● **Problems and tasks**
a: What pecuniary penalty did the passage on the Commerce Commission say Port Nelson Ltd. had to pay for exclusionary conduct that broke the prohibition of abuse of dominance?
b: Extend the passage on the Commerce Commission's powers, beginning right after its final sentence.

● **Excerpt**

┄┄┄┄┄┄┄┄┄┄

Under Rule 97 of the High Court Rules, the Commission could seek leave to join a private action. In considering whether to grant leave, the court would consider whether the presence of the Commission "may be necessary to enable the Court effectually and completely to adjudicate upon and settle all questions involved in the proceeding."235 It seems unlikely, however, that the Commission would seek to be joined in a private action in this way. Because of its limited budget, the Commission generally declines to take action where third party action is likely or has already been taken.236Moreover, in the statutory review the Cabinet Economic Committee declined to recommend an option allowing the Commission to act as amicus curiae to represent the consumer interest.237
It follows from the above that the Commission would not be inclined to intervene in and, ultimately, take over a private action. It seems that at most, the Commission might be inclined to institute a follow-on action for pecuniary penalties and injunction to take up where a private action left off.
The Commission appears to have done so in at least one case, Commerce Commission v. Port Nelson Ltd.,238 which followed on from a private action, Stevedoring Services v. Port Nelson,239 in which the plaintiffs ran out of funds after being denied an interim injunction. In the follow-on action, Port Nelson Ltd. was required to pay a $300,000 pecuniary penalty for exclusionary conduct contravening the prohibition of abuse of dominance and two $100,000 penalties for contravening the prohibition of agreements substantially lessening competition. The court also granted injunctions restraining Port Nelson from (1) offering discounts that effectively tied pilotage or towing services to other services; and, (2) refusing to hire its tugs to ships using non-Port Nelson pilots.
Like Australia, New Zealand permits certain restrictive business practices and proposed mergers to be immunized from legal proceedings via authorizations or clearances. Part V of the Act vests the Commerce Commission with the power to grant authorizations for agreements substantially lessening competition (§§ 27, 28), agreements with exclusionary provisions (§29), and acts of resale price maintenance (§§ 37, 38).240 Before issuing an authorization, however, the Commission must be satisfied that the benefit to the public outweighs the lessening of competition that would, or would likely, result.241 The Act does not grant any express power to issue authorizations immunizing price fixing agreements (§ 30)242 or abuse of dominant position (§ 36).
Part V of the Act also authorizes the Commission to grant clearances for proposed business acquisitions.243 As in the case of authorizations, the Commission must first find that the public benefit from the acquisition will outweigh the likely lessening of competition.244 It must also find that the acquisition will not create or strengthen a dominant position.245
Prior to the current statutory review, it was unclear whether the Commission could authorize for the future, conduct that commenced before the filing of an application for authorization. In response to a recommendation of the Cabinet Economic Committee, Cabinet agreed "to amend the Commerce Act 1986 to make it clear that the Commerce Commission can authorise future conduct even if the same conduct had been given effect to in the past."246 This clarification was made in § 5 of the Commerce Act Amendment Bill, which proposed to insert a new § 59A into the Act to deal with this matter.

┄┄┄┄┄┄┄┄┄┄

● **Data segment**
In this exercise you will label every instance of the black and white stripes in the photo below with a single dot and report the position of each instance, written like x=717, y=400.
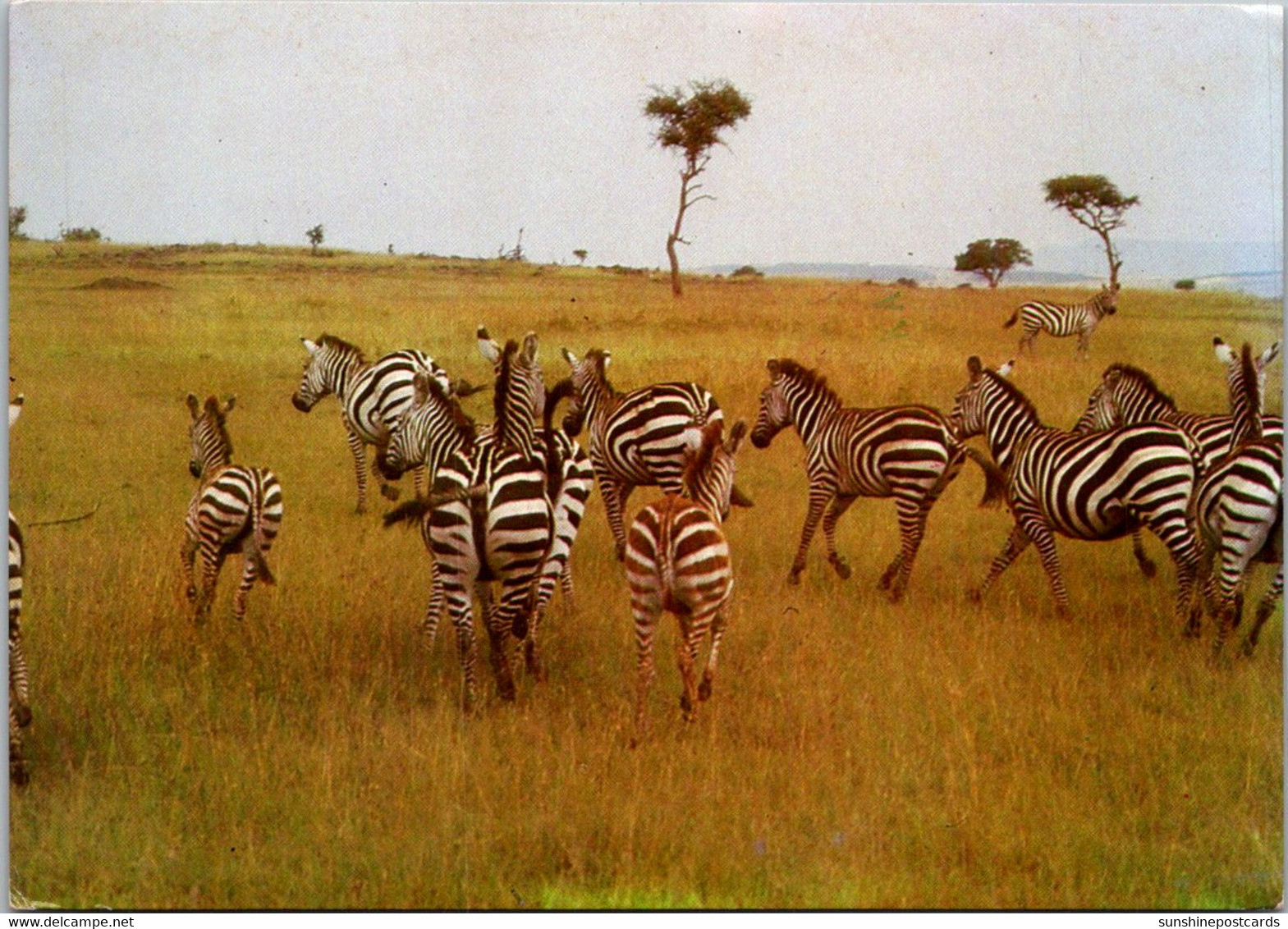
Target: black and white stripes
x=236, y=509
x=1063, y=320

┄┄┄┄┄┄┄┄┄┄

● **Response list**
a: A $300,000 pecuniary penalty.

b:
There appears to be one recorded case in which a defendant in a private action applied for an authorization to immunize it from legal proceedings. In Bond & Bond, Ltd. v. Fisher & Paykel, Ltd.,247 a terminated franchisee unsuccessfully sought an injunction against enforcement by Fisher & Paykel, a manufacturer of domestic appliances, of an exclusive dealing provision in its franchise agreement. Thereafter, Fisher & Paykel, which had a dominant position, applied to the Commission for an authorization of its practice of exclusive dealing. The Commission refused, saying that the alleged public benefits from the practice were outweighed by its anti-competitive effects.248 On appeal, however, the High Court reversed the Commission and the authorization was granted.249
Appeals from the determinations of the Commission are made to the High Court.250 The Governor General may appoint lay members to the court for purposes of assisting the judges in hearing the appeals.251 A sitting of the court in an appeal is constituted by one judge and at least one lay member. The decision of the judge prevails where there is an equal division of opinion; otherwise the decision of the majority constitutes the decision of the court.252 Leave may be granted to appeal to the Court of Appeal.253
The Commerce Commission has several enforcement criteria that determine the circumstances in which it is likely to take action. It set out a number of these criteria in its Newsletter, Compliance, for April, 1999, as follows:
In deciding what action should be taken if an investigation produces evidence of a breach of the Act, the following matters are considered:
Court action is likely to be undertaken where:
These are, however, not the only circumstances under which court action will be taken. The decision to take court action is entered into only after the matter has been considered in terms of the enforcement criteria.
It was also indicated in a written response from the Commission in November, 1998, that an additional factor that is considered in determining whether to take court action is the likelihood of third party action.
As to the availability of information to private parties, the Commerce Commission has provided the following details:
The Commission (like most other government and quasi- government bodies in NZ) is bound by the Official Information Act 1982. That Act is founded on the principle that information is available unless there is good reason for withholding it (§ 5). The Act provides a number of grounds for withholding information, the most relevant to the Commission are maintenance of the law (§ 6(c)), commercial sensitivity (§ 9(2)(b)), protecting confidences (§ 9(2) (ba)) and maintaining privilege (§ 9(2)(h)).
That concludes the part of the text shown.